> **Text**
-------
Lake Springfield was created in 1957 with the construction of a dam on the James River. The city of Springfield purchased the land before it was submerged. It cost $11.1 million to buy the land and build the dam to create the lake and first two units of the power station. The lake was to be a cooling reservoir for the James River Power plant. Construction on the first two units of the power plant was started in 1957. Three more units were added to the power plant by 1970.

Water from the lake was used to cool the steam generators. The city used the creation of the lake to create a large recreational area because the area was in close proximity to the city and the area had previously been used by the public for 75 years.

The generators were originally constructed to burn natural gas but the federal Fuel Use Act of 1978 forced it to switch to coal.

In the 1990s, the Missouri Department of Conservation partnered with City Utilities of Springfield to create a boat ramp, fishing dock, and several fishing platforms and lake accesses.

The generator units had a life expectancy of 30 years. In 2015, the power plant was slated to be shut down. The original three generators had already been removed from service to reduce costs. The remaining generator burned natural gas until its closure. The remaining units were demolished in 2022.

==Recreation==
The lake contains largemouth bass, white crappie, bluegill, redear sunfish, and channel catfish. It is a popular fishing destination for residents of Springfield. Springfield City Utilities limits the size of motor boats to 6-HP because the lake is shallow and large boats would stir up silt. There is a waterfront park with kayaks for rent, fishing docks and fishing jetties.
-------
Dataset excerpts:
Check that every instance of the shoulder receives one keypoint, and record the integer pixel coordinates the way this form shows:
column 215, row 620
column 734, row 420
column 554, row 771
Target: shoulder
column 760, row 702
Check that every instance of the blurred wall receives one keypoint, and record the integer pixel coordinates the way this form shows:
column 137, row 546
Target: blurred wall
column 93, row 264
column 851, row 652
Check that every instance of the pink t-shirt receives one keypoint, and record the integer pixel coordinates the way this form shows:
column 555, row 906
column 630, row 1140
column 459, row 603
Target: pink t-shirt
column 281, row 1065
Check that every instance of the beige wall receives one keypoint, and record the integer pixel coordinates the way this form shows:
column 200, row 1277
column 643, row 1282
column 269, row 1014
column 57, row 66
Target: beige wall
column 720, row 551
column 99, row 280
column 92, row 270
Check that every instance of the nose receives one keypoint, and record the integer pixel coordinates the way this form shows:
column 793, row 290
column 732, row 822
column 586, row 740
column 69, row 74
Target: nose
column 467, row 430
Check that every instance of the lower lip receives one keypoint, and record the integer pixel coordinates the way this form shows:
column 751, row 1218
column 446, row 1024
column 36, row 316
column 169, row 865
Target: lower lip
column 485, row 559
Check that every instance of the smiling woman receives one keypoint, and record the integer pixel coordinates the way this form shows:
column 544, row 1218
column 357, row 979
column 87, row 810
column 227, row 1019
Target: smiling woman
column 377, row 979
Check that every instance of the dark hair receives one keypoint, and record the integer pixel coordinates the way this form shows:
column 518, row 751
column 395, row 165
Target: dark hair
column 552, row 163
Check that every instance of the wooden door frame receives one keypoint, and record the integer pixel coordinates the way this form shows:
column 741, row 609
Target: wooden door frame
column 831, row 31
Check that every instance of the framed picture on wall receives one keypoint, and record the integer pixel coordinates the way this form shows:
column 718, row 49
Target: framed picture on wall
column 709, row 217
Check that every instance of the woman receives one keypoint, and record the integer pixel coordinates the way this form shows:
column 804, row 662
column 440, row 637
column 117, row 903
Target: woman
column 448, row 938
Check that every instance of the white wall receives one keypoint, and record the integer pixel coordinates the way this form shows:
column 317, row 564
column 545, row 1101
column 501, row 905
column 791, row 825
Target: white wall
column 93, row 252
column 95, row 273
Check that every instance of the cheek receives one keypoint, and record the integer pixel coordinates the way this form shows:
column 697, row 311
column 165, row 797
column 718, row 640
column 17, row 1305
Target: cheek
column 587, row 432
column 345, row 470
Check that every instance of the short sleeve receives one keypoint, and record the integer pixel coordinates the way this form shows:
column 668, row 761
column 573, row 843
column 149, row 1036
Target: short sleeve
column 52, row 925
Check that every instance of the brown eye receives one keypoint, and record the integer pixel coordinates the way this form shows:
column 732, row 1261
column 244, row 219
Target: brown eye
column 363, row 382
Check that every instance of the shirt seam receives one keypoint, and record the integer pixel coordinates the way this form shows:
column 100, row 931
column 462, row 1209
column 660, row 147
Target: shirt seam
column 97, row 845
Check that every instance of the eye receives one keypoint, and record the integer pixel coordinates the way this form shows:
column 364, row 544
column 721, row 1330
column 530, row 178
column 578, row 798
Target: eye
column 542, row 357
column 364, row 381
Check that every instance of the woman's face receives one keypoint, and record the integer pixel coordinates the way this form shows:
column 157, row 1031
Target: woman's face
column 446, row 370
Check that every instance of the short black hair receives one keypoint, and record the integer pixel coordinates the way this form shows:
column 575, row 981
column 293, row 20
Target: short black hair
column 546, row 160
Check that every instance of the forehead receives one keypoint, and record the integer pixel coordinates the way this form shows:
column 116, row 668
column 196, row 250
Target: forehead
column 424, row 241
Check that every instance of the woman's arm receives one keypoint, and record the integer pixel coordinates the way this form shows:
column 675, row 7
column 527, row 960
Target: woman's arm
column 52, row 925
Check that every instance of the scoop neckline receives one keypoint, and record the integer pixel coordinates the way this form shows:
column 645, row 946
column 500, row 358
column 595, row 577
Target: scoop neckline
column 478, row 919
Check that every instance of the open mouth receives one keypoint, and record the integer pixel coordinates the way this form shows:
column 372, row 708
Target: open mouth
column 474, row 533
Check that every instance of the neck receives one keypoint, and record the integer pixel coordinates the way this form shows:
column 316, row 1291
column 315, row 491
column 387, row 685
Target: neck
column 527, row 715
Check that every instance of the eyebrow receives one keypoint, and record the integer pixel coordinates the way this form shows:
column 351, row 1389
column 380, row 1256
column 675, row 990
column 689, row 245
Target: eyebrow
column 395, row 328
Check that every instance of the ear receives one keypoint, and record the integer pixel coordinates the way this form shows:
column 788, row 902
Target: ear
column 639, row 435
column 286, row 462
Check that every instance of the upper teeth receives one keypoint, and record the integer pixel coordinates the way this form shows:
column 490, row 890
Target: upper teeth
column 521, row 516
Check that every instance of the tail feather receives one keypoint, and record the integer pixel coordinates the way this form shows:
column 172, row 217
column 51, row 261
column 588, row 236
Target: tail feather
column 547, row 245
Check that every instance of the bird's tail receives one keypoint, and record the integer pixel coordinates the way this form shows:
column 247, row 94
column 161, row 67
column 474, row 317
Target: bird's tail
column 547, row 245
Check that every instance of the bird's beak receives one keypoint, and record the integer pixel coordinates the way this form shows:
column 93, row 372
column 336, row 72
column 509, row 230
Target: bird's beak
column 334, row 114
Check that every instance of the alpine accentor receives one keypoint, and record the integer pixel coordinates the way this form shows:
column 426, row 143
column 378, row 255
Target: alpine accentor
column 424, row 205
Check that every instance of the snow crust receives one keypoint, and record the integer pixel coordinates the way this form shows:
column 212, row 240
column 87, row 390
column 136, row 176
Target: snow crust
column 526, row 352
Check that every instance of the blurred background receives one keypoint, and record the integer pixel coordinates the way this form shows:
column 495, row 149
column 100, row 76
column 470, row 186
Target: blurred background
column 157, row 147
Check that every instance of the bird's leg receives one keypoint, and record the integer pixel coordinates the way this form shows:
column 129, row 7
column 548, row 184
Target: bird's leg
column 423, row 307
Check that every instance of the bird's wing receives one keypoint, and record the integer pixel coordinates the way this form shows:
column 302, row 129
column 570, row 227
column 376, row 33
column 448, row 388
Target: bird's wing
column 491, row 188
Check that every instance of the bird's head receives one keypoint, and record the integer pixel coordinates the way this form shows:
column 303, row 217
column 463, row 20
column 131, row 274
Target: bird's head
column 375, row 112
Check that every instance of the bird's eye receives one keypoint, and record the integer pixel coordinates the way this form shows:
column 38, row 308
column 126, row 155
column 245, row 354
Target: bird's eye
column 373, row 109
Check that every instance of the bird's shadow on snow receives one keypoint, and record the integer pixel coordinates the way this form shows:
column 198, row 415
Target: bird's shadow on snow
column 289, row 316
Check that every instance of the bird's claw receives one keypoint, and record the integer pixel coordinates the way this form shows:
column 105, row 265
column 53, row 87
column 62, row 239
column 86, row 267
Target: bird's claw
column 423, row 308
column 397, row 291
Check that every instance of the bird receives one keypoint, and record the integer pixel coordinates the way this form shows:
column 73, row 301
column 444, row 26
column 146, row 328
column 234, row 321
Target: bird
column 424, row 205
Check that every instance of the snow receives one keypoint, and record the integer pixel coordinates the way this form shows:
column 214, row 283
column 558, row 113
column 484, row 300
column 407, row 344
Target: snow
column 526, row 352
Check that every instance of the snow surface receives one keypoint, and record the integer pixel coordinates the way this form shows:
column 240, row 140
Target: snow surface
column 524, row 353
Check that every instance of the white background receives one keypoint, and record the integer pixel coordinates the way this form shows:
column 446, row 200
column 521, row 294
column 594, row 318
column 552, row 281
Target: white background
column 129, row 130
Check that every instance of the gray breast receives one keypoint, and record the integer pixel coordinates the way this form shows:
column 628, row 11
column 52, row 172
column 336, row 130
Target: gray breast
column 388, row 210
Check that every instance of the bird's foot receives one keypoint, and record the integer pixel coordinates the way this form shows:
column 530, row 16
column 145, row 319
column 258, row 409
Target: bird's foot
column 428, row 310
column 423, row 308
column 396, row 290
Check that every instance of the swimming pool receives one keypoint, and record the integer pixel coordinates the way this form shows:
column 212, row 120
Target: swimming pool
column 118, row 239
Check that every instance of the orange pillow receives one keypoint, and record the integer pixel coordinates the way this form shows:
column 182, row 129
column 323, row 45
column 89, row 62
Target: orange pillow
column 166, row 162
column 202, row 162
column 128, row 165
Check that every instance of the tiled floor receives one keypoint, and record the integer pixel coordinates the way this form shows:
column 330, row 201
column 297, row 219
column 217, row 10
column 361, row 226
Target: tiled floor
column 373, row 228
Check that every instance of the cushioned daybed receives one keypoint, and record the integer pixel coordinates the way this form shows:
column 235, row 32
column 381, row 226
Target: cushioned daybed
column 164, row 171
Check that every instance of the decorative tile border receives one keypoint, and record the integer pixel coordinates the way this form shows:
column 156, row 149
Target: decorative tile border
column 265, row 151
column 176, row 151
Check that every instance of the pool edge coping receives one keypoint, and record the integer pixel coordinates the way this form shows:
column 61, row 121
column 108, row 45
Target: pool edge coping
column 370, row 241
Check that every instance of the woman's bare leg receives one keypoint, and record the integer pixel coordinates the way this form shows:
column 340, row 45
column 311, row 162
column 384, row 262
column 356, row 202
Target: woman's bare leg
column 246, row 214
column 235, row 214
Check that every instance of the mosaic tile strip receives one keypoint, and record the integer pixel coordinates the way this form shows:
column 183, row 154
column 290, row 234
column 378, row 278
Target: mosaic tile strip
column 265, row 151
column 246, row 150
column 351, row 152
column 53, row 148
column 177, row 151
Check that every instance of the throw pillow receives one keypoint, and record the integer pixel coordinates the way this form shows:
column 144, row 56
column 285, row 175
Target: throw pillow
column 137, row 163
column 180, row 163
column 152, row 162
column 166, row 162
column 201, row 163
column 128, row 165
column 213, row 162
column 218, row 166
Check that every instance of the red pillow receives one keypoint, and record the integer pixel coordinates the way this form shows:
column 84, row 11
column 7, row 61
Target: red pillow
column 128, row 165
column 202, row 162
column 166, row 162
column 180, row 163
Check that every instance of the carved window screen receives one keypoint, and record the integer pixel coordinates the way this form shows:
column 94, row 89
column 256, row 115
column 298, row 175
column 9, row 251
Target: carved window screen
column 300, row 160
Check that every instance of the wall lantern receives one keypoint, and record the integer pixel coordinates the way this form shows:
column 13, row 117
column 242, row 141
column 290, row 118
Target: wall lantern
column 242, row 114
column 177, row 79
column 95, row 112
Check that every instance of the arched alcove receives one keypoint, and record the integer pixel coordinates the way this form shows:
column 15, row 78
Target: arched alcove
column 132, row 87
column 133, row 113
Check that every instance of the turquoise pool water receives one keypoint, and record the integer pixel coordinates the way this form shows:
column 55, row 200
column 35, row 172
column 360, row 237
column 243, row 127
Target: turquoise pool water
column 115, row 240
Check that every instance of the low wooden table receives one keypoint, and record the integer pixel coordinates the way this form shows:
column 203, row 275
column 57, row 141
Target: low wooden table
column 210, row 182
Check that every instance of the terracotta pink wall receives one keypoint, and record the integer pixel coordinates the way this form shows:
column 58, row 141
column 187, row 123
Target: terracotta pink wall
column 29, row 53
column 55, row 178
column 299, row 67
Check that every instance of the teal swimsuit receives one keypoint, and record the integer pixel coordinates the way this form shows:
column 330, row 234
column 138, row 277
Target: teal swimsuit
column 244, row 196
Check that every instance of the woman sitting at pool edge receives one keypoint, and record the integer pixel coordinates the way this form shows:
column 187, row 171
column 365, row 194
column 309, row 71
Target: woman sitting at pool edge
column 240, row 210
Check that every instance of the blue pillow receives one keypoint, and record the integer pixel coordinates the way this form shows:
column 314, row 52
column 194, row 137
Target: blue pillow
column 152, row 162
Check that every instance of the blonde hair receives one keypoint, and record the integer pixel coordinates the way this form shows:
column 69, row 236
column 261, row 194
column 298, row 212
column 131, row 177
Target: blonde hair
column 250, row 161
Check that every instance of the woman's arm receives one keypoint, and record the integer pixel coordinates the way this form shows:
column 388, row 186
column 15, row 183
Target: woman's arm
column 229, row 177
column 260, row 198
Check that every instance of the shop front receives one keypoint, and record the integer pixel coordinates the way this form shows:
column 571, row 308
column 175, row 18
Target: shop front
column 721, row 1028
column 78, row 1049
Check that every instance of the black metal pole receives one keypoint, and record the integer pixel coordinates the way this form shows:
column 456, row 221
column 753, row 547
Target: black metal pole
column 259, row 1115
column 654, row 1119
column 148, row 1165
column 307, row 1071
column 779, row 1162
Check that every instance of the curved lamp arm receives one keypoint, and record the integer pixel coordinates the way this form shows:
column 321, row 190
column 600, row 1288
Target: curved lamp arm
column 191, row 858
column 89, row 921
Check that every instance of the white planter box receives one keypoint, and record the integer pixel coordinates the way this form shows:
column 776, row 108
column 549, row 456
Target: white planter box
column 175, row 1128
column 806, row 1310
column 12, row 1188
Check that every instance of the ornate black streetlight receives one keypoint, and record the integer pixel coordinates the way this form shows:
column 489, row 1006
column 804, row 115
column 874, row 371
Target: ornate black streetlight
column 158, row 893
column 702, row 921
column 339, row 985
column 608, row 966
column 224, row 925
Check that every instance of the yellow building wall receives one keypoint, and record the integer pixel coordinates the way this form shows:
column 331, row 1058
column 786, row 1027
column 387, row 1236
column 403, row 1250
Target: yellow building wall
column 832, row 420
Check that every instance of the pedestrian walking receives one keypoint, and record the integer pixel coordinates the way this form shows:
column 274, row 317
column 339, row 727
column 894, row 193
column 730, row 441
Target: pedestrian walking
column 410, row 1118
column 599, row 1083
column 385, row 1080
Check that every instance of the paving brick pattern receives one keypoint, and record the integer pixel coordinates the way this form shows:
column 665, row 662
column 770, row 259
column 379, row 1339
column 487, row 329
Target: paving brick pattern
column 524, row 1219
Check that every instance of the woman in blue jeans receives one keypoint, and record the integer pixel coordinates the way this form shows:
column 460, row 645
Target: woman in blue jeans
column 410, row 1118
-------
> **Assigned task**
Copy the Lake Springfield text between "Lake Springfield was" and "plant by 1970.", inclusive, replacing "Lake Springfield" with "Springfield Lake". The records are separate material and have no connection to the text.

> **Response to this task**
Springfield Lake was created in 1957 with the construction of a dam on the James River. The city of Springfield purchased the land before it was submerged. It cost $11.1 million to buy the land and build the dam to create the lake and first two units of the power station. The lake was to be a cooling reservoir for the James River Power plant. Construction on the first two units of the power plant was started in 1957. Three more units were added to the power plant by 1970.